● **What this exercise asks**
A – Please answer these questions about the ride account:
(i) Which tar road did the riders head toward, and what town was it close to?
(ii) About how many breakfasts had they had before 12:00?
(iii) At which farm did four of them sleep out in 2009?
B – Write the next part of the ride account, starting after its final sentence.

╭─ Page extract

We cruised through the next sections despite the dark with only a minor glitch at a farm which was quickly rectified. The pre-dawn mist and ghostly light was just enough to negotiate some final fences before we hopped onto a farm jeep track and rode towards the N6 tar road close to Jamestown.

Breakfast again
It was time for some breakfast. My mind still thinks of Freedom riders as some sort of mutant version of hobbits. Before 12:00, we've had about six breakfasts.

I was looking forward to this stretch. Four of us had slept out at a farm called Gouevlei in 2009 and it would be good to see the terrain without wind, driving rain and snow. The other part of my mind dreaded the section to Brosterlea. I had the feeling it would prove to be endless and undulating.

╰─
╭─ Entries supplied

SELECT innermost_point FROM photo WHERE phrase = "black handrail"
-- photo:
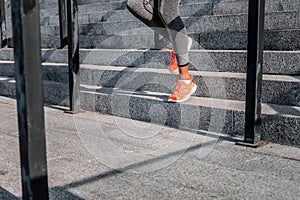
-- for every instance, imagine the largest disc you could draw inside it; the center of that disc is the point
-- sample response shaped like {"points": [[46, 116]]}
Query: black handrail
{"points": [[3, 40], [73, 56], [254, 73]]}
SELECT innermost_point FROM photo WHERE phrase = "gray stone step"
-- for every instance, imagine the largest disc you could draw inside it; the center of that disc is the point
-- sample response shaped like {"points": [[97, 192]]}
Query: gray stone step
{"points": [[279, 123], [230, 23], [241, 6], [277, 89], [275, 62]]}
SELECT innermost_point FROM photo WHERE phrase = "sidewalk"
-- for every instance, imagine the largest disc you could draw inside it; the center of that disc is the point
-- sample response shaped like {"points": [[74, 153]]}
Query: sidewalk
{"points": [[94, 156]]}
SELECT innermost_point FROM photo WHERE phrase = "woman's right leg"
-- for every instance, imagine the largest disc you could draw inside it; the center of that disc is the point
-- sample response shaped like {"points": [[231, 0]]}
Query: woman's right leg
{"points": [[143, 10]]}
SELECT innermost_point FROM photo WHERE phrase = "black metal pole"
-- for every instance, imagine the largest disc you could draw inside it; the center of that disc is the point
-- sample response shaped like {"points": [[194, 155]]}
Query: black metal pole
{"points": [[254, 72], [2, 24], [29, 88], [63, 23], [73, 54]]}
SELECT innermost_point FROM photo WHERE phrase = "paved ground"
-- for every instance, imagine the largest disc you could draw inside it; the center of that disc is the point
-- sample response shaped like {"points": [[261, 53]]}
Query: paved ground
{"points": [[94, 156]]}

╰─

● **Answer section**
A –
(i) The N6, close to Jamestown.
(ii) About six.
(iii) Gouevlei.

B –
On the way to Brosterlea
The newly graded section was soft going but after the nth hill, it eventually hardened up and made the riding a little quicker. I was feeling so tired at this point. So I set my sights on not falling below 10km an hour and pedaled onward. I remember being absurdly pleased at staying at around 12km an hour.

About 12km from Brosterlea I saw one of the riders riding back towards me which was surprising as none of us had felt the need to retrace steps. Usually we waited at some point.

Panoramic vistas

'Rare' sighting of sheep
It was Jonathan from Batch A who had fallen ill and stayed at Brosterlea to recover. The big man had picked up some virus of sorts and was simply unable to push his bike, let alone ride it. He was now rejoining the race and would see whether he could stay with our Batch. It was great to add a riding buddy to the mix and he kept me company, stopping only to photograph a headless puffadder.

Company of hobbits
I struggled into the farm feeling terrible. Shoes off and I padded into the lounge and dropped to the floor. I remember fiddling in my pack trying to get organised - for the life of me, I don't know what I was doing but there may have been a cup of tea involved.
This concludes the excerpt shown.